## begin

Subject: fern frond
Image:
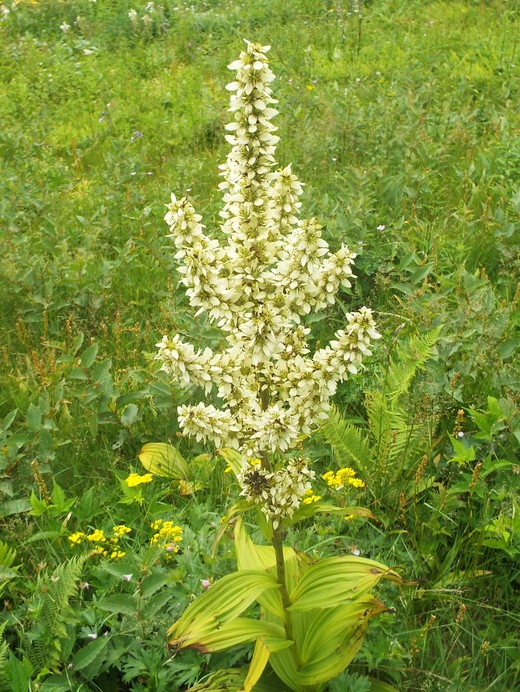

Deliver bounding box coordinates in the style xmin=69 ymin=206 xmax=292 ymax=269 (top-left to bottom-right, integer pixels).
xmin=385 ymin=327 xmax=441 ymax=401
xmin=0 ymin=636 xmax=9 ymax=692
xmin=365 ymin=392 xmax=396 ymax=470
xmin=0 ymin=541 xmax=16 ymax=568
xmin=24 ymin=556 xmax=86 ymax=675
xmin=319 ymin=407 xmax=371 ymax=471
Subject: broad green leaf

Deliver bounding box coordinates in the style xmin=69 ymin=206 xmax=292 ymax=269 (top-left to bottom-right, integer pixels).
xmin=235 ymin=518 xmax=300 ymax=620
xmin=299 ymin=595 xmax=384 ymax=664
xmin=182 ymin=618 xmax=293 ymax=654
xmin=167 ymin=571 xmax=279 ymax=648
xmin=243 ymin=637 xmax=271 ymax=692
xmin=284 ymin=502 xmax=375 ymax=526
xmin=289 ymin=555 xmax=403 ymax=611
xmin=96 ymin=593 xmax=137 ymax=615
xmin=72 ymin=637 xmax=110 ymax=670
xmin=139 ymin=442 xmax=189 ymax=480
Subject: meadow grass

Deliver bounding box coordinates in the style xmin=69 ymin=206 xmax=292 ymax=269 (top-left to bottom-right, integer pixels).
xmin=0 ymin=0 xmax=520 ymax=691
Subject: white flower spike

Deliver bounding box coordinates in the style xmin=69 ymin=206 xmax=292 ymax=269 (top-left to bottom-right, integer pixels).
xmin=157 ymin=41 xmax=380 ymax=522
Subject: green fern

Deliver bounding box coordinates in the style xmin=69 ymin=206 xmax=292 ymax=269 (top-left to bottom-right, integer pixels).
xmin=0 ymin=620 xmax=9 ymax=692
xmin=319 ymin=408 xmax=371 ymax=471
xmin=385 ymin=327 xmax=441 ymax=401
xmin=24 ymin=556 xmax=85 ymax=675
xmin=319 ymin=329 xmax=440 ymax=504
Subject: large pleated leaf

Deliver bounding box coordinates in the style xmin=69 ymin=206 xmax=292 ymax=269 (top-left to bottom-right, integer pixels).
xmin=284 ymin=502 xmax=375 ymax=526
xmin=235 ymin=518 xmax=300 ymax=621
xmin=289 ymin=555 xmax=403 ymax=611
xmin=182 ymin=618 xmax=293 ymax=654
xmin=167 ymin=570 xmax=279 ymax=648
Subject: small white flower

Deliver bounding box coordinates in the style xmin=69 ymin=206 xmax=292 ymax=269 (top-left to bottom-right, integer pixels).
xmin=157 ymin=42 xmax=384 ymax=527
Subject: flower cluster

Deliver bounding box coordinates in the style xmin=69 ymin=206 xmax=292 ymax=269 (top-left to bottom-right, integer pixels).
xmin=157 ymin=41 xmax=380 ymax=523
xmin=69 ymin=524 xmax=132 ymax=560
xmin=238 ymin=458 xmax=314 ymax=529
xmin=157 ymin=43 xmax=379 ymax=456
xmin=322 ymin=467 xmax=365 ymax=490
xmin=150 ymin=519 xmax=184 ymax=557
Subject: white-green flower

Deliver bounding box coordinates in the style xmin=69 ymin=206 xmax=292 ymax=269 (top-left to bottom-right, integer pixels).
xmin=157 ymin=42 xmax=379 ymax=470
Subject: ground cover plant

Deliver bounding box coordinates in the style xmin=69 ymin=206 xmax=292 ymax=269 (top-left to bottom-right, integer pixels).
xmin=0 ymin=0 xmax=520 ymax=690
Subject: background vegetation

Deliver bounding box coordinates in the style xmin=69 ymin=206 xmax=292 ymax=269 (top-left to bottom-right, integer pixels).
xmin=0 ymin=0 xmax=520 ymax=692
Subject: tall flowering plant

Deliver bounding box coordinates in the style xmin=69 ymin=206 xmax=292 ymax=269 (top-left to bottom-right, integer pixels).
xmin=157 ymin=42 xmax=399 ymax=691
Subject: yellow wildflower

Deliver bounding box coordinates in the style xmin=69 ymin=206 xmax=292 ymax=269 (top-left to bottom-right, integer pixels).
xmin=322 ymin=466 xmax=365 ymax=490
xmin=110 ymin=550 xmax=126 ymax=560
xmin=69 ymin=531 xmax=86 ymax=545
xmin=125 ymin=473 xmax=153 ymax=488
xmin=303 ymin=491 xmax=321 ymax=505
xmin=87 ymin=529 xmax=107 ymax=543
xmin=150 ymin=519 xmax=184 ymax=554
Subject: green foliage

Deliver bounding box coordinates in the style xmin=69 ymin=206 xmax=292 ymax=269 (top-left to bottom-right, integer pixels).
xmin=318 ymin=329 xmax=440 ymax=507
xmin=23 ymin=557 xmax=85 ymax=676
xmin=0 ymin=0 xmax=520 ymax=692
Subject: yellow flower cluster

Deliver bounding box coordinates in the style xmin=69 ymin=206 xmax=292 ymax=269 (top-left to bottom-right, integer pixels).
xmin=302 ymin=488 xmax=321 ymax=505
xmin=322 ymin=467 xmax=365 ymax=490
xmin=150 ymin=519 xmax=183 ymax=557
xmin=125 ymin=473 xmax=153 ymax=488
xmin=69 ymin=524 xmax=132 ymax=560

## end

→ TASK DETAILS
Output the lines above as a JSON list of strings, one string per line, skipping blank lines and leaving out the picture.

→ TASK RESPONSE
[
  "Subject: fern frond",
  "Image:",
  "Deliver bounding box coordinates in the style xmin=69 ymin=206 xmax=292 ymax=269 (top-left to bottom-right, integer pixels).",
  "xmin=385 ymin=327 xmax=441 ymax=401",
  "xmin=0 ymin=636 xmax=9 ymax=692",
  "xmin=365 ymin=392 xmax=396 ymax=470",
  "xmin=0 ymin=541 xmax=16 ymax=568",
  "xmin=24 ymin=556 xmax=86 ymax=675",
  "xmin=319 ymin=407 xmax=371 ymax=471",
  "Subject: broad green leaf",
  "Deliver bounding box coordinates in the style xmin=69 ymin=206 xmax=292 ymax=269 (top-left to bottom-right, integer pixels).",
  "xmin=235 ymin=518 xmax=300 ymax=620",
  "xmin=299 ymin=595 xmax=384 ymax=664",
  "xmin=182 ymin=618 xmax=293 ymax=654",
  "xmin=167 ymin=571 xmax=279 ymax=648",
  "xmin=243 ymin=637 xmax=271 ymax=692",
  "xmin=284 ymin=502 xmax=375 ymax=526",
  "xmin=289 ymin=555 xmax=403 ymax=611",
  "xmin=96 ymin=593 xmax=137 ymax=615",
  "xmin=72 ymin=637 xmax=110 ymax=670",
  "xmin=139 ymin=442 xmax=189 ymax=480",
  "Subject: meadow grass",
  "Deliver bounding box coordinates in the style xmin=69 ymin=206 xmax=292 ymax=269 (top-left to bottom-right, integer pixels).",
  "xmin=0 ymin=0 xmax=520 ymax=691",
  "Subject: white flower spike",
  "Deliver bounding box coordinates in the style xmin=69 ymin=206 xmax=292 ymax=269 (top-left to bottom-right, integer pixels).",
  "xmin=157 ymin=41 xmax=380 ymax=522",
  "Subject: green fern",
  "Deliver bounding box coordinates in the style xmin=69 ymin=206 xmax=292 ymax=269 (top-left to bottom-right, integer pixels).",
  "xmin=0 ymin=620 xmax=9 ymax=692",
  "xmin=319 ymin=408 xmax=371 ymax=471",
  "xmin=385 ymin=327 xmax=441 ymax=401",
  "xmin=24 ymin=556 xmax=85 ymax=675",
  "xmin=319 ymin=329 xmax=440 ymax=504",
  "Subject: large pleated leaf",
  "Deliver bounding box coordinates in the style xmin=69 ymin=206 xmax=292 ymax=269 (top-left to bottom-right, integer pixels).",
  "xmin=284 ymin=502 xmax=375 ymax=526",
  "xmin=235 ymin=518 xmax=300 ymax=621",
  "xmin=289 ymin=555 xmax=403 ymax=611",
  "xmin=182 ymin=618 xmax=293 ymax=654",
  "xmin=167 ymin=570 xmax=279 ymax=648",
  "Subject: small white flower",
  "Deliver bounding box coordinates in the style xmin=69 ymin=206 xmax=292 ymax=269 (top-left to bottom-right, integer pixels).",
  "xmin=157 ymin=42 xmax=384 ymax=527",
  "Subject: flower cluster",
  "Deliver bounding box coordinates in the style xmin=69 ymin=206 xmax=292 ymax=269 (top-left to bottom-right, integer pixels).",
  "xmin=157 ymin=41 xmax=380 ymax=523",
  "xmin=69 ymin=524 xmax=132 ymax=560",
  "xmin=238 ymin=458 xmax=314 ymax=529",
  "xmin=157 ymin=43 xmax=379 ymax=456",
  "xmin=322 ymin=467 xmax=365 ymax=490",
  "xmin=150 ymin=519 xmax=184 ymax=557",
  "Subject: white-green flower",
  "Deliver bounding box coordinates in the style xmin=69 ymin=206 xmax=292 ymax=269 (top-left to bottom-right, integer pixels).",
  "xmin=157 ymin=42 xmax=379 ymax=470",
  "Subject: ground cover plant",
  "Deliver bounding box coordinates in the style xmin=69 ymin=206 xmax=292 ymax=269 (top-left to bottom-right, integer pixels).",
  "xmin=0 ymin=0 xmax=520 ymax=690",
  "Subject: background vegetation",
  "Deliver bounding box coordinates in the style xmin=69 ymin=206 xmax=292 ymax=269 (top-left to bottom-right, integer pixels).",
  "xmin=0 ymin=0 xmax=520 ymax=692",
  "Subject: tall flowering plant",
  "Deliver bounding box coordinates in the style xmin=69 ymin=206 xmax=292 ymax=269 (top-left to bottom-right, integer pixels).",
  "xmin=157 ymin=42 xmax=399 ymax=691",
  "Subject: yellow wildflower",
  "Deliver bounding box coordinates in the style xmin=69 ymin=206 xmax=292 ymax=269 (top-left to bottom-right, integer pixels).",
  "xmin=322 ymin=466 xmax=365 ymax=490",
  "xmin=110 ymin=550 xmax=126 ymax=560",
  "xmin=69 ymin=531 xmax=86 ymax=545",
  "xmin=125 ymin=473 xmax=153 ymax=488",
  "xmin=303 ymin=491 xmax=321 ymax=505",
  "xmin=87 ymin=529 xmax=107 ymax=543",
  "xmin=150 ymin=519 xmax=184 ymax=554",
  "Subject: green foliage",
  "Deliver bounding box coordinates in the style xmin=69 ymin=206 xmax=292 ymax=269 (top-left to bottom-right, integer pixels).",
  "xmin=318 ymin=329 xmax=440 ymax=507",
  "xmin=23 ymin=557 xmax=85 ymax=676",
  "xmin=0 ymin=0 xmax=520 ymax=692",
  "Subject: yellow flower cluster",
  "Deliver bounding box coordinates in the style xmin=69 ymin=206 xmax=292 ymax=269 (top-left to bottom-right, integer pixels).",
  "xmin=302 ymin=488 xmax=321 ymax=505",
  "xmin=322 ymin=467 xmax=365 ymax=490",
  "xmin=150 ymin=519 xmax=183 ymax=557",
  "xmin=125 ymin=473 xmax=153 ymax=488",
  "xmin=69 ymin=524 xmax=132 ymax=560"
]